[Available data — start]
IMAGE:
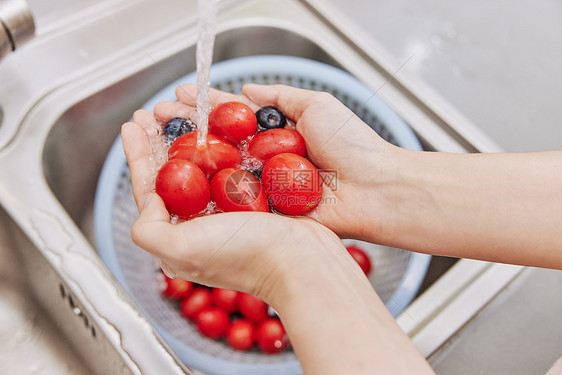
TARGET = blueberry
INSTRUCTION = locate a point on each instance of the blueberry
(270, 118)
(256, 173)
(177, 127)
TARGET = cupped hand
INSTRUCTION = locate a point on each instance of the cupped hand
(247, 251)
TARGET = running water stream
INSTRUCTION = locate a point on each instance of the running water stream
(205, 45)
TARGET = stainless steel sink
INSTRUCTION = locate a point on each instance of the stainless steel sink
(60, 121)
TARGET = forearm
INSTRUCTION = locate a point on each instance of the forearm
(498, 207)
(338, 325)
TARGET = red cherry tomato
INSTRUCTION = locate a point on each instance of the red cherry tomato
(212, 322)
(252, 307)
(361, 258)
(176, 288)
(225, 298)
(292, 184)
(183, 187)
(199, 299)
(271, 337)
(241, 334)
(216, 155)
(233, 121)
(269, 143)
(238, 190)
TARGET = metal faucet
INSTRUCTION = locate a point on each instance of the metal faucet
(16, 25)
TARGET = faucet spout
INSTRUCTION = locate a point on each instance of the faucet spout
(17, 25)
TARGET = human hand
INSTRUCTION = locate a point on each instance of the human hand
(246, 251)
(338, 143)
(295, 264)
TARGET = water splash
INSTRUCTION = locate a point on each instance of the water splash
(205, 46)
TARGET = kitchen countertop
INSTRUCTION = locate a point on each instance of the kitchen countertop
(497, 63)
(500, 64)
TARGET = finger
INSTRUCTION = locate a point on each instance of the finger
(152, 231)
(187, 94)
(166, 111)
(147, 121)
(290, 100)
(137, 150)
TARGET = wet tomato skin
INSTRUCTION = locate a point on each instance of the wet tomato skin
(269, 143)
(271, 336)
(233, 121)
(292, 184)
(235, 189)
(212, 322)
(183, 187)
(199, 299)
(241, 334)
(217, 154)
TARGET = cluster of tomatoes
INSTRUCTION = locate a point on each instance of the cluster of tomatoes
(244, 320)
(249, 162)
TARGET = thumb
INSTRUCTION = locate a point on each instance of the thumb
(152, 230)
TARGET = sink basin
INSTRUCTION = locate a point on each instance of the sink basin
(58, 128)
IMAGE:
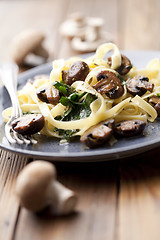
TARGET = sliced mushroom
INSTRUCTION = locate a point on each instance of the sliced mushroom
(156, 101)
(98, 134)
(109, 84)
(49, 95)
(78, 71)
(125, 65)
(139, 85)
(28, 124)
(129, 128)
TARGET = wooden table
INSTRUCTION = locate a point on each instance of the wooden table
(118, 199)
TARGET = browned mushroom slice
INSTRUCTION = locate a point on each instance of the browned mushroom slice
(156, 101)
(129, 128)
(77, 72)
(41, 94)
(28, 124)
(53, 95)
(109, 84)
(125, 65)
(139, 85)
(98, 134)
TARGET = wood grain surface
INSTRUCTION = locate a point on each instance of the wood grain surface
(118, 200)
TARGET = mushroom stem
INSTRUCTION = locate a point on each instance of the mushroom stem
(41, 51)
(61, 198)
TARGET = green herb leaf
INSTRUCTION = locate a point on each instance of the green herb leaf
(64, 88)
(65, 101)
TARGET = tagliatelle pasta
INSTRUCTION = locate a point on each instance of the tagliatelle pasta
(100, 107)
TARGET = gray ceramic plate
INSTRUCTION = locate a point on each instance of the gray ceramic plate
(50, 148)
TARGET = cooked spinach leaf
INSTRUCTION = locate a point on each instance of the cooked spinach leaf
(78, 108)
(65, 89)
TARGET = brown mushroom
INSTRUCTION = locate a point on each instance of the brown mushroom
(139, 85)
(125, 65)
(28, 41)
(129, 128)
(156, 102)
(98, 134)
(28, 124)
(37, 189)
(109, 84)
(49, 95)
(77, 72)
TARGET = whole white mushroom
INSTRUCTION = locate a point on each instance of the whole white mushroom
(37, 188)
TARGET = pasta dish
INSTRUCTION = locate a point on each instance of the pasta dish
(94, 98)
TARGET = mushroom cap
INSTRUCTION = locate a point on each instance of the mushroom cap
(32, 184)
(24, 43)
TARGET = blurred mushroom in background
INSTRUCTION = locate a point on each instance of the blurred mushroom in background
(85, 33)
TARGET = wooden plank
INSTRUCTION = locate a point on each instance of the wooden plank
(139, 24)
(95, 216)
(138, 206)
(10, 165)
(45, 16)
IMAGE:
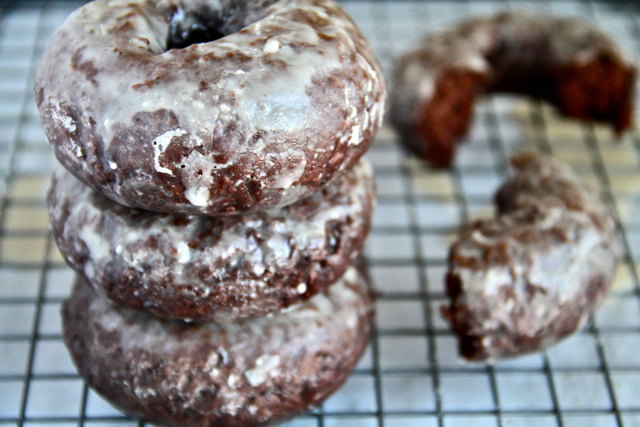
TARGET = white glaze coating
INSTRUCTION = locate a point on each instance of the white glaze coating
(260, 105)
(145, 365)
(512, 37)
(164, 258)
(539, 270)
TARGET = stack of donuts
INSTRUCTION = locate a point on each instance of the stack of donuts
(213, 202)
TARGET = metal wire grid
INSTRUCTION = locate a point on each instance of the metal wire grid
(411, 375)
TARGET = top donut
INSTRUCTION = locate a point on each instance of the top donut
(210, 107)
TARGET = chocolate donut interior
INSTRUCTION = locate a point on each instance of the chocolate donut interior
(564, 62)
(600, 89)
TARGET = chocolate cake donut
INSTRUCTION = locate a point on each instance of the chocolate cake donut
(564, 61)
(209, 107)
(203, 268)
(536, 273)
(247, 373)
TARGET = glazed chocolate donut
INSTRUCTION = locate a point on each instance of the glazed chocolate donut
(566, 62)
(535, 274)
(203, 268)
(209, 107)
(247, 373)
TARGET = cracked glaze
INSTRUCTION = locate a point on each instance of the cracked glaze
(276, 109)
(196, 267)
(246, 373)
(536, 273)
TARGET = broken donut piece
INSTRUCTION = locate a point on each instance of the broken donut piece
(521, 282)
(567, 62)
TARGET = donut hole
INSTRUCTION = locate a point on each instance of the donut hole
(194, 27)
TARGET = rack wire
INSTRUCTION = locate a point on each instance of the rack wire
(411, 375)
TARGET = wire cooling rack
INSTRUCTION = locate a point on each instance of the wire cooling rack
(411, 375)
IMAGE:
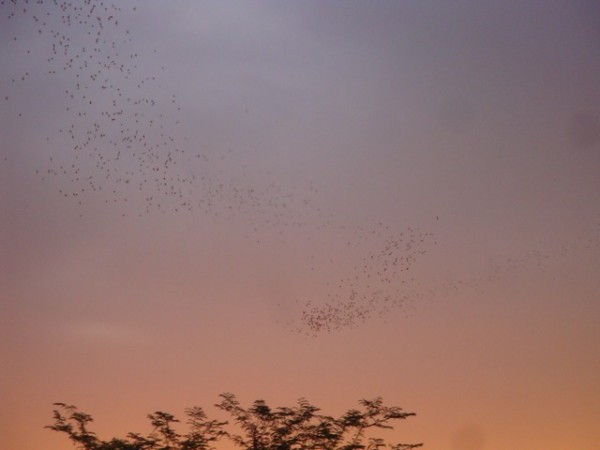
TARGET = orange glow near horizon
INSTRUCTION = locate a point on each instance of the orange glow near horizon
(326, 200)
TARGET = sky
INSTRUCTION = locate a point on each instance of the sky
(329, 200)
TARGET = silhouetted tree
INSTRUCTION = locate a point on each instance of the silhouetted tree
(260, 427)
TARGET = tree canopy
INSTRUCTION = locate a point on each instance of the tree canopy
(258, 427)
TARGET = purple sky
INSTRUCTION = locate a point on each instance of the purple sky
(331, 200)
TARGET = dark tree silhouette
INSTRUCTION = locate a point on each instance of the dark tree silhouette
(258, 427)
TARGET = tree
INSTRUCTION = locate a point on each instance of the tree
(258, 427)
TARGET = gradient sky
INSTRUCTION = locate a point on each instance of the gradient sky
(330, 200)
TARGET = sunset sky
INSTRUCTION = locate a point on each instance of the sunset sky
(333, 200)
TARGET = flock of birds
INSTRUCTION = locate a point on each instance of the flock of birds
(116, 140)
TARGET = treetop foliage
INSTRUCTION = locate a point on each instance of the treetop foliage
(258, 427)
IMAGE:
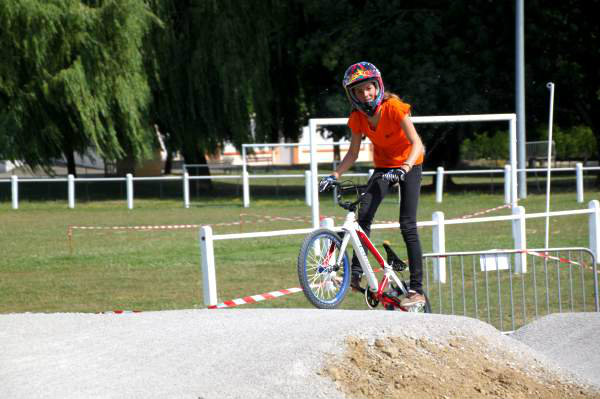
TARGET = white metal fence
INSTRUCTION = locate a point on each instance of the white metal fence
(185, 179)
(438, 224)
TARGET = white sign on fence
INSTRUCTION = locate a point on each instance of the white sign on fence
(494, 262)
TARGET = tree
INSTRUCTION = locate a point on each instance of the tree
(209, 72)
(72, 78)
(563, 46)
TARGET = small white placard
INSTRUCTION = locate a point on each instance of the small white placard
(494, 262)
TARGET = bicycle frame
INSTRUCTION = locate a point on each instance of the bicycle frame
(354, 234)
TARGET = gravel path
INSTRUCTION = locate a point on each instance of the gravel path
(570, 339)
(240, 353)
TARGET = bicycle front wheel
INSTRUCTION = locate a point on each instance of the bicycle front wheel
(325, 283)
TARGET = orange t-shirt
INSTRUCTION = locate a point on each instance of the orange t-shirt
(391, 146)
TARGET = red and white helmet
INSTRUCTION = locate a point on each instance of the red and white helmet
(359, 73)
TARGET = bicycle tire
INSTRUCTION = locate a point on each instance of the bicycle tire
(322, 285)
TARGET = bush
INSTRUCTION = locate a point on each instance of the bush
(575, 143)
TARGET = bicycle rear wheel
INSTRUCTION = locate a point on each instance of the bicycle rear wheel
(324, 283)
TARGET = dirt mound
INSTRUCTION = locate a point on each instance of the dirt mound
(404, 367)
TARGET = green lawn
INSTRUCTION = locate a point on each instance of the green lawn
(156, 270)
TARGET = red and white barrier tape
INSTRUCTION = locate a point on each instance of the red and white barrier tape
(255, 298)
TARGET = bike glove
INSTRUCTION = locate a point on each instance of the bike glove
(327, 183)
(394, 175)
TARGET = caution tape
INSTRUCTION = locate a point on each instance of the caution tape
(255, 298)
(542, 255)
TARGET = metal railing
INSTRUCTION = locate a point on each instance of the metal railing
(487, 285)
(71, 181)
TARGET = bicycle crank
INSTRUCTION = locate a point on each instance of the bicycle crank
(371, 299)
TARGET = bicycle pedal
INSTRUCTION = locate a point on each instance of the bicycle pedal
(358, 289)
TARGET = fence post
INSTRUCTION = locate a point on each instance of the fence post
(507, 185)
(71, 190)
(579, 179)
(207, 253)
(439, 184)
(186, 189)
(14, 184)
(520, 239)
(129, 180)
(594, 226)
(307, 193)
(439, 246)
(246, 188)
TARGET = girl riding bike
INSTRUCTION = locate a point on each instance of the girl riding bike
(398, 154)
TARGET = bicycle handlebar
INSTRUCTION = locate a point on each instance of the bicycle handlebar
(361, 190)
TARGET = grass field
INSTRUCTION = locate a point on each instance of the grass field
(158, 270)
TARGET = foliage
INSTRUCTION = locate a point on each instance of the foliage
(72, 78)
(574, 143)
(100, 73)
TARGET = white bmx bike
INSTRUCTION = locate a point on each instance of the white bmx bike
(324, 269)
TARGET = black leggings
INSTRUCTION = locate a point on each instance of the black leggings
(409, 200)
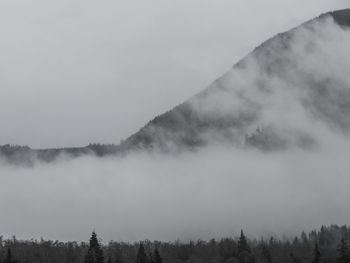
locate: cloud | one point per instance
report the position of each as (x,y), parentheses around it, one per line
(210,193)
(75,72)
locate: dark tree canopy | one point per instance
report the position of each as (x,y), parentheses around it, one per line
(141,255)
(317,257)
(95,252)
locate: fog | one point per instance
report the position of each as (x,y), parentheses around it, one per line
(218,190)
(205,195)
(78,72)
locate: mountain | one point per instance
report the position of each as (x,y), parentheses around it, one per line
(274,98)
(238,107)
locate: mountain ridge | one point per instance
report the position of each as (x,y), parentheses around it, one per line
(184,125)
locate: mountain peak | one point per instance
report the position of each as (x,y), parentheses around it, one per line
(341,17)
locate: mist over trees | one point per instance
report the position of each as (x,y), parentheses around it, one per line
(329,244)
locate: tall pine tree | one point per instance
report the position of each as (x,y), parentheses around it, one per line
(317,254)
(8,258)
(343,253)
(243,244)
(157,257)
(141,255)
(95,252)
(265,254)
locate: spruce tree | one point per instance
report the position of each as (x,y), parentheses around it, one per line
(157,257)
(343,256)
(95,252)
(141,255)
(317,254)
(243,244)
(8,258)
(244,252)
(265,254)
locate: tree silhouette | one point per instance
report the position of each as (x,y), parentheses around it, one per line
(265,254)
(317,254)
(141,255)
(8,258)
(95,252)
(157,257)
(243,244)
(343,256)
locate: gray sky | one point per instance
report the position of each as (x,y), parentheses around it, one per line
(80,71)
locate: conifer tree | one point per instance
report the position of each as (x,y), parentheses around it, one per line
(343,256)
(265,254)
(141,255)
(243,244)
(317,254)
(8,258)
(244,252)
(157,257)
(95,252)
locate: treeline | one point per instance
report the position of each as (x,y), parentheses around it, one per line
(328,245)
(24,155)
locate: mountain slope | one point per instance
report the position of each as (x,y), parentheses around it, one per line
(278,71)
(274,98)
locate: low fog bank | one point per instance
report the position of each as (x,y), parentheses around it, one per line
(209,194)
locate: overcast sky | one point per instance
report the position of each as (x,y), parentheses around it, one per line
(80,71)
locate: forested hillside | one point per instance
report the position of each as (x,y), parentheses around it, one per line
(329,244)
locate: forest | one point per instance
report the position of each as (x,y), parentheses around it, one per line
(328,244)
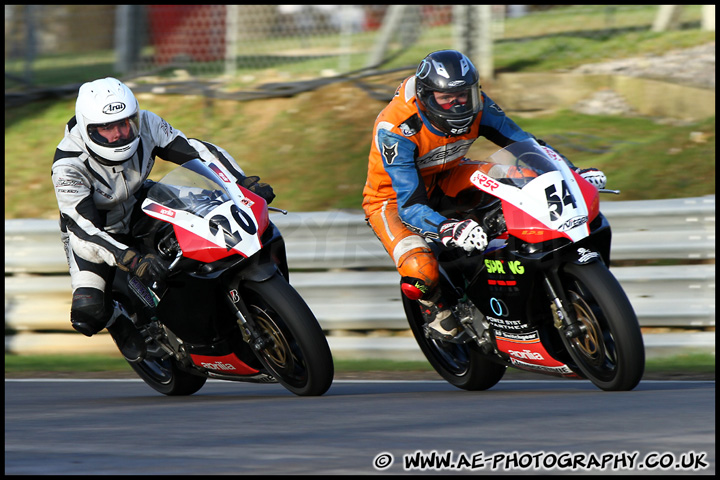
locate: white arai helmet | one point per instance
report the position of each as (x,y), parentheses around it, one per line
(107,114)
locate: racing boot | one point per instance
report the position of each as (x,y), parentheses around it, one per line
(440,322)
(128,339)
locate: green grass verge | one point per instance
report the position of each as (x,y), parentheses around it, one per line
(690,363)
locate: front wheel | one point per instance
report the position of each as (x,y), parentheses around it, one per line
(462,365)
(295,349)
(610,350)
(164,376)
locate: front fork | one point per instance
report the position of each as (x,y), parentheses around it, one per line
(563,321)
(245,321)
(475,325)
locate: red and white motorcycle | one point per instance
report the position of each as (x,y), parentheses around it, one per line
(541,297)
(226,310)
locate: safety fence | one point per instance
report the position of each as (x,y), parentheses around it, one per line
(65,45)
(664,251)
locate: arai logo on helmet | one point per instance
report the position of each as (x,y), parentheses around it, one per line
(114,107)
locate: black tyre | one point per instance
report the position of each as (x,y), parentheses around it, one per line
(610,352)
(164,375)
(461,365)
(296,351)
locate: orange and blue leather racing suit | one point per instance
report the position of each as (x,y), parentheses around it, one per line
(408,159)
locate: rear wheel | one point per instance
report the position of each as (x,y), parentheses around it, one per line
(295,349)
(610,350)
(461,365)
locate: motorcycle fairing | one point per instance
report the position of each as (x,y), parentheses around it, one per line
(526,351)
(544,209)
(227,364)
(211,215)
(542,198)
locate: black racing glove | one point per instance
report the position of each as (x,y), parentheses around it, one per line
(149,268)
(254,185)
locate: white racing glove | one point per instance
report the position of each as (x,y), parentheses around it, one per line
(596,177)
(466,234)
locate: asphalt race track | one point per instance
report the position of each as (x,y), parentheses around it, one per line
(122,427)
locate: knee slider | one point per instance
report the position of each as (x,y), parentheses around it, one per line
(88,313)
(420,268)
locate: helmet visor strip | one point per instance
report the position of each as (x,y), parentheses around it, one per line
(115,134)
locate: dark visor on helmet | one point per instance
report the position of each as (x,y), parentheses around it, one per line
(115,134)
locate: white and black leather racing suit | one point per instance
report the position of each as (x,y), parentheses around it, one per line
(97,200)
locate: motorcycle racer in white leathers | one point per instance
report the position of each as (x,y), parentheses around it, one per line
(100,174)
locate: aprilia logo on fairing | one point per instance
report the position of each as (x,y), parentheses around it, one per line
(218,366)
(572,223)
(586,255)
(527,354)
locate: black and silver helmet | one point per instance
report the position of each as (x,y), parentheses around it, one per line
(448,72)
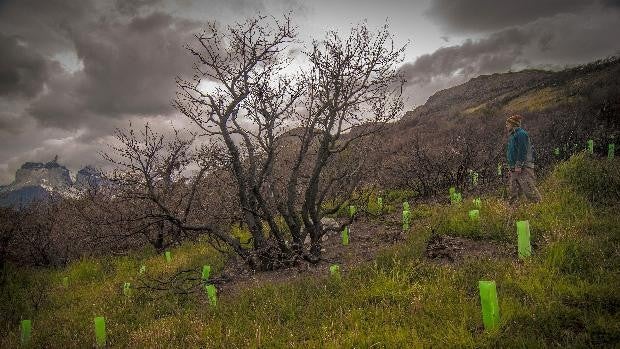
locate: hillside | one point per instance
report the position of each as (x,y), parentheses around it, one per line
(462,128)
(421,290)
(395,288)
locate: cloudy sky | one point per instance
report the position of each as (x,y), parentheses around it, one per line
(73,70)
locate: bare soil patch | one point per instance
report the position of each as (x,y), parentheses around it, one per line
(446,249)
(367,238)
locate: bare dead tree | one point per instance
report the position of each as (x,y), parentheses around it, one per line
(279,131)
(155,191)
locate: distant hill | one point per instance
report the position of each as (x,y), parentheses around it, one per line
(42,181)
(561,109)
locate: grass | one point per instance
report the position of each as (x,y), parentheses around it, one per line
(565,295)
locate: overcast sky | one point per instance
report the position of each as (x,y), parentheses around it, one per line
(73,70)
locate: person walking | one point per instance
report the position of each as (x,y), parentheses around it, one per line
(520,155)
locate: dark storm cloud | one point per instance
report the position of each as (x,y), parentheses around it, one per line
(564,39)
(486,15)
(128,68)
(47,24)
(23,71)
(133,7)
(495,53)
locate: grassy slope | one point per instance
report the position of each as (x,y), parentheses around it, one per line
(566,295)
[Available data — finish]
Your assignment — Retype nothing except the lines from the first line of the listing above through the line with "TARGET = red cherry tomato", exactly as they stand, and no pictures.

Result of the task —
IMAGE:
TARGET = blueberry
INSTRUCTION = locate a point on each instance of the blueberry
(270, 118)
(256, 173)
(177, 127)
TARGET = cupped hand
INSTRUCTION = locate a point on each instance of the cupped hand
(247, 251)
TARGET = running water stream
INSTRUCTION = locate a point on each instance of the running water stream
(205, 45)
TARGET = stainless steel sink
INSTRUCTION = locate a point on each instance of the stainless steel sink
(60, 121)
TARGET = forearm
INSTRUCTION = locate a point on each instance of the forearm
(498, 207)
(338, 325)
TARGET = red cherry tomato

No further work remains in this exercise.